Exact copies of all the lines below are needed, without the pictures.

* Source data *
────────

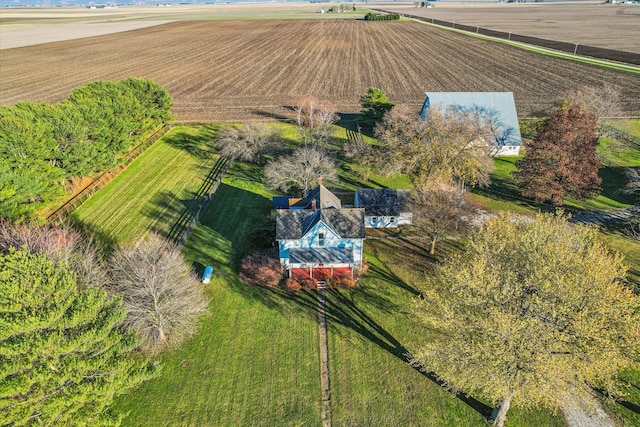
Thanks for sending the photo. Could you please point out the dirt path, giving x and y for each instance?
(578, 414)
(324, 360)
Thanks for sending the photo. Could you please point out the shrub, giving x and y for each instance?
(332, 282)
(358, 273)
(260, 269)
(309, 284)
(347, 282)
(293, 285)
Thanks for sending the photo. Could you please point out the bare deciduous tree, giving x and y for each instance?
(314, 118)
(245, 142)
(162, 294)
(60, 244)
(447, 146)
(603, 102)
(438, 209)
(300, 170)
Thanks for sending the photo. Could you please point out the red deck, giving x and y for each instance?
(319, 273)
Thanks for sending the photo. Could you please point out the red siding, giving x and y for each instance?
(319, 273)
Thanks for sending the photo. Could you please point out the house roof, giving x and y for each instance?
(324, 198)
(501, 105)
(320, 255)
(294, 224)
(382, 202)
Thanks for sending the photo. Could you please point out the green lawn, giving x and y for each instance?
(255, 358)
(152, 193)
(370, 333)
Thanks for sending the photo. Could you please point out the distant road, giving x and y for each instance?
(610, 26)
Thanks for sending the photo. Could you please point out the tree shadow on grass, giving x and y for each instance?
(105, 243)
(343, 311)
(222, 237)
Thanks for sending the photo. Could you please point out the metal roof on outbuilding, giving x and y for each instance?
(382, 201)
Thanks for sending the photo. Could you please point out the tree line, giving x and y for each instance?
(537, 309)
(44, 147)
(77, 329)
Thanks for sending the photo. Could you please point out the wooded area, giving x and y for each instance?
(44, 147)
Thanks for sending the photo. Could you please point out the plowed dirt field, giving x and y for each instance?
(233, 70)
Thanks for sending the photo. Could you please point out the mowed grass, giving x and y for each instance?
(371, 332)
(254, 360)
(152, 193)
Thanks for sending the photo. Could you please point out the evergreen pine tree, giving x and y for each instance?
(63, 352)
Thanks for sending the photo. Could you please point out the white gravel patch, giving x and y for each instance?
(579, 413)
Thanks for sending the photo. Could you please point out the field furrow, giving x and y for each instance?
(234, 70)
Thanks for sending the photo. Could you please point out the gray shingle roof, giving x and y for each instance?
(324, 255)
(293, 224)
(324, 198)
(382, 202)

────────

* Exercise response *
Thanks for sending the photo. Could you please point out the dirt path, giving x and y for each instance?
(578, 414)
(324, 360)
Thanks for sending the photo. Could you please point out the shrub, giving x and y for each instance?
(332, 282)
(358, 273)
(260, 269)
(309, 284)
(347, 282)
(293, 285)
Thanks for sending the photo. Could you please point out the bare deciduous tree, giving x and y for each instance?
(314, 118)
(245, 142)
(162, 294)
(60, 244)
(447, 146)
(603, 102)
(438, 209)
(300, 170)
Thanks for sending the photo. Could you please point out the red deck, giving x and y for each instance?
(319, 273)
Thanks for sending the photo. Could you please point out the red siding, giving x and y for each instance?
(319, 273)
Thanks for sending the photo. Could you please point out the house roof, giving x and y for each instance?
(324, 198)
(501, 105)
(320, 255)
(294, 224)
(382, 202)
Thanks for sending the photo. Could you please point out the green lawn, giving x and y for each instance?
(255, 358)
(152, 193)
(370, 333)
Thanks for sending the photo. Could you please point out the distant road, giving x and y for each instance?
(610, 26)
Thanks for sending the photo. Could you please point out the tree shadow on grass, giving x and y for each instance?
(105, 243)
(343, 311)
(222, 237)
Thanks for sending the photo. Could you please point out the metal roof on outbuilding, giving x and y for each instance?
(382, 201)
Thanks for sending the photo. Could you please point out the tree line, giving x and y for each instance?
(537, 309)
(44, 147)
(77, 329)
Thanks for sending the photo. Could you please point out the wooded area, giving x and y for each instance?
(44, 147)
Thanks for sending the photo. Could you please point out the plowed dirt field, giving x and y for each instance?
(233, 70)
Thanks for sending the photo. Could you please point out the mowed grass, giving x and y for each instance?
(371, 332)
(254, 360)
(152, 193)
Thanks for sending the photo. Could you please point out the evergreen pine tree, giving x and y for each instance?
(63, 352)
Thanks for sending the photo. Could you please point out the white gravel patch, giving x and y for each instance?
(579, 413)
Thanks for sending the photo. Could you please point out the field furrow, giving x and y for each instance?
(234, 70)
Thanks for sending the photo. Could you please point out the gray shingle roof, giving x and y for each instance?
(324, 255)
(293, 224)
(324, 198)
(382, 202)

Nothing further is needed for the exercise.